[WHAT YOU WILL DO]
(a) From the Rachel Minto biography, output the passage from "Rachel Minto is" to "University of Bristol.".
(b) According to the Rachel Minto biography, which university awarded her PhD, and in what year?

[TEXT EXCERPT]
= Rachel Minto =

Rachel Minto is a Senior Lecturer in Politics at the School of Law and Politics and the Wales Governance Centre, Cardiff University. She is deputy director of the Wales Governance Centre. She is an expert in European politics and governance, with a particular focus on territorial politics between the EU and the UK post-Brexit, and gender equality. She has given evidence at the Scottish, Welsh and English Parliaments.

== Education ==
Minto received her PhD degree from the University of Bristol in 2012. Her doctoral thesis was Gender Maintreaming in the European Union’s Coordination on Immigrant Integration. She was awarded a BSc. in Physics from the University of Birmingham, and an M.A. in European Studies from the University of Birmingham. She also holds an M.Sc. in Social Science Research Methods from the University of Bristol.

== Career and research ==
Minto's research has focused on Wales and Brexit, devolution, net-zero policy, and gender in the EU. With Alison Parken and Leah Hibbs, Minto conducted a review of inclusive policies at the Senedd in 2026. The review was commissioned by the Senedd's Family Friendly and Inclusive Parliament Review Board and chaired by Joyce Watson MS.

Minto gave evidence to the Constitution, Europe, External Affairs and Culture Committee at the Scottish Parliament in 2025, and to the Scottish Affairs Committee at the House of Commons in 2023. She is a board member for the Wales Women's Budget Group, and has previously chaired Cardiff Women's Aid. In 2023, she co-authored the report ‘An equal and just transition to Net Zero’. She contributes to various media platforms including the BBC and The Conversation.

[GIVEN ENTRIES]
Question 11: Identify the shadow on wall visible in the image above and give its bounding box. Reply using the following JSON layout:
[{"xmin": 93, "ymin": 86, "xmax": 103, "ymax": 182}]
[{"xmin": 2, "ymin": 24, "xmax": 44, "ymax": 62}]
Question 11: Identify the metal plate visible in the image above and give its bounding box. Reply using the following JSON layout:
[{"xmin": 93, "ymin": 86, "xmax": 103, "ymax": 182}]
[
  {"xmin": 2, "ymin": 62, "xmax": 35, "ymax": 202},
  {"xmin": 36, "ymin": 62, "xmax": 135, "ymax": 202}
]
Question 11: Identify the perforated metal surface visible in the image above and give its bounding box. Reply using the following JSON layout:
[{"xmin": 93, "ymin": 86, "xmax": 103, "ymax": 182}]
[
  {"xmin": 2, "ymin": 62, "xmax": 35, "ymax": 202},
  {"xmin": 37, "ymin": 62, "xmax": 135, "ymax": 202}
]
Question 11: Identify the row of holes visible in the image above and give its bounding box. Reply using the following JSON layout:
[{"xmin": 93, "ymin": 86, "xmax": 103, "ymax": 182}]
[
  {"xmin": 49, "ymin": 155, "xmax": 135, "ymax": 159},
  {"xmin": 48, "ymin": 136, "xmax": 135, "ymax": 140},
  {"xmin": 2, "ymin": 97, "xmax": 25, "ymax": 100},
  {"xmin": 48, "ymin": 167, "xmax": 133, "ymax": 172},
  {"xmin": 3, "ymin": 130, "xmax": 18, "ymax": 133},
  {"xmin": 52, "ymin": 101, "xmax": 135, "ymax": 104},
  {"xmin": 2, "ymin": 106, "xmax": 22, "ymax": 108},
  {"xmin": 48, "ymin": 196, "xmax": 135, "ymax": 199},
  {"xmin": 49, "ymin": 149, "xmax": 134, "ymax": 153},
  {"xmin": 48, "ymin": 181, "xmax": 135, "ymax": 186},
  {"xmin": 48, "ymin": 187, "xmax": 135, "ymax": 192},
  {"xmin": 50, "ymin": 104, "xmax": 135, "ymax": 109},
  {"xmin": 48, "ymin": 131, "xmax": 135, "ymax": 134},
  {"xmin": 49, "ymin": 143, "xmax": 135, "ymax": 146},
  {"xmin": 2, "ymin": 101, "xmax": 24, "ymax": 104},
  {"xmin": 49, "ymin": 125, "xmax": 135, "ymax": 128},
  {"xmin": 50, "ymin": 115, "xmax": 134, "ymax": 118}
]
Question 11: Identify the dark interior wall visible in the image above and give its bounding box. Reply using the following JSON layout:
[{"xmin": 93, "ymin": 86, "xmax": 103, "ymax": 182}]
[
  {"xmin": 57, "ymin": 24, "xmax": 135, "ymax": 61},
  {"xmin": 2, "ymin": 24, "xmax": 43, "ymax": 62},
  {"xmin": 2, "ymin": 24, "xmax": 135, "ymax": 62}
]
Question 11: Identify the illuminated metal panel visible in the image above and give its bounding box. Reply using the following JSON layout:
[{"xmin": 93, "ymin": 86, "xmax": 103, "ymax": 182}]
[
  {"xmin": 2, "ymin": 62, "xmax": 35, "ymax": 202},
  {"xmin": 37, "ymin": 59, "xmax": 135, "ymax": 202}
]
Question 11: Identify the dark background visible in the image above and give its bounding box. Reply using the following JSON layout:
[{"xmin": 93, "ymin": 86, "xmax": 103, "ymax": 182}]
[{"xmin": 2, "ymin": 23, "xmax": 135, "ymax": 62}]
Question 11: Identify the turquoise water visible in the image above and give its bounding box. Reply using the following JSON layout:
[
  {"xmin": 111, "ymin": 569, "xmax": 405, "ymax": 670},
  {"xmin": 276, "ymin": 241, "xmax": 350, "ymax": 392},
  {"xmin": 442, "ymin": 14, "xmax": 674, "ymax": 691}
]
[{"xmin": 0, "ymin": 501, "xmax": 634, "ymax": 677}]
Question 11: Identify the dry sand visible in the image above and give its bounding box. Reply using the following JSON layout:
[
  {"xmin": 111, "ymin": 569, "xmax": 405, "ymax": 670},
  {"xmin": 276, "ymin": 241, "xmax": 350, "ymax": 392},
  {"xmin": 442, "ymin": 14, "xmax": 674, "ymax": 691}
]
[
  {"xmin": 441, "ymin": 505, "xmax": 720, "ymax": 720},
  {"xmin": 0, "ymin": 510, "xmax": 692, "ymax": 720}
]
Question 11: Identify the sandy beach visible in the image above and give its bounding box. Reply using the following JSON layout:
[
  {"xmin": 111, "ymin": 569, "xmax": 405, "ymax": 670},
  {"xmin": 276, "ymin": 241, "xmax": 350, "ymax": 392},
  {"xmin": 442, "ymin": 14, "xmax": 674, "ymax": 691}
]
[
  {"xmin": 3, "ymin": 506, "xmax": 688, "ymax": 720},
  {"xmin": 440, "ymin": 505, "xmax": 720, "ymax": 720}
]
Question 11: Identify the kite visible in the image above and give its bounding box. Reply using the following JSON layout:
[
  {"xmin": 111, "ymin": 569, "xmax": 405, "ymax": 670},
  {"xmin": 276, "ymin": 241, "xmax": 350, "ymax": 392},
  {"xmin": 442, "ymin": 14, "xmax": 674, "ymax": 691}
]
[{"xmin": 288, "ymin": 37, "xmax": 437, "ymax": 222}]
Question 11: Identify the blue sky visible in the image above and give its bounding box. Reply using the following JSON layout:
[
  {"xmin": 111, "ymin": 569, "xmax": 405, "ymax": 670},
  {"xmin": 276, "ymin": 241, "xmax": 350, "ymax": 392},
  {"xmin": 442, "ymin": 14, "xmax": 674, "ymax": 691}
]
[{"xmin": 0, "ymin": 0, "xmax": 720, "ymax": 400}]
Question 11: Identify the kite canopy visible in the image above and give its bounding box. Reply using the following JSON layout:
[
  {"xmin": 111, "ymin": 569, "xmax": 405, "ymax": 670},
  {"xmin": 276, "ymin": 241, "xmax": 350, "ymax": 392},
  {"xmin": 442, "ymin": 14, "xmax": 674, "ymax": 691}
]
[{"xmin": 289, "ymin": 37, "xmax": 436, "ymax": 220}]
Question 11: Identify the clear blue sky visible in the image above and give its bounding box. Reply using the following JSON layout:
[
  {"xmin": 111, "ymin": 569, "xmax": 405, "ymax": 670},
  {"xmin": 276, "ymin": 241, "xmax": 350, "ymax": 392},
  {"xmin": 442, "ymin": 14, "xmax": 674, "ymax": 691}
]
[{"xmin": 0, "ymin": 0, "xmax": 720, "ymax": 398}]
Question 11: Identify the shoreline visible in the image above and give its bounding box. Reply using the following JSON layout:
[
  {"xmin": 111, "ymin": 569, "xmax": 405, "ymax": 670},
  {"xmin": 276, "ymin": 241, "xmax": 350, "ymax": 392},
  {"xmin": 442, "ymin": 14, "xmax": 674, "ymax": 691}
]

[PER-TASK OUTPUTS]
(a)
Rachel Minto is a Senior Lecturer in Politics at the School of Law and Politics and the Wales Governance Centre, Cardiff University. She is deputy director of the Wales Governance Centre. She is an expert in European politics and governance, with a particular focus on territorial politics between the EU and the UK post-Brexit, and gender equality. She has given evidence at the Scottish, Welsh and English Parliaments.

== Education ==
Minto received her PhD degree from the University of Bristol in 2012. Her doctoral thesis was Gender Maintreaming in the European Union’s Coordination on Immigrant Integration. She was awarded a BSc. in Physics from the University of Birmingham, and an M.A. in European Studies from the University of Birmingham. She also holds an M.Sc. in Social Science Research Methods from the University of Bristol.

(b) The University of Bristol, in 2012.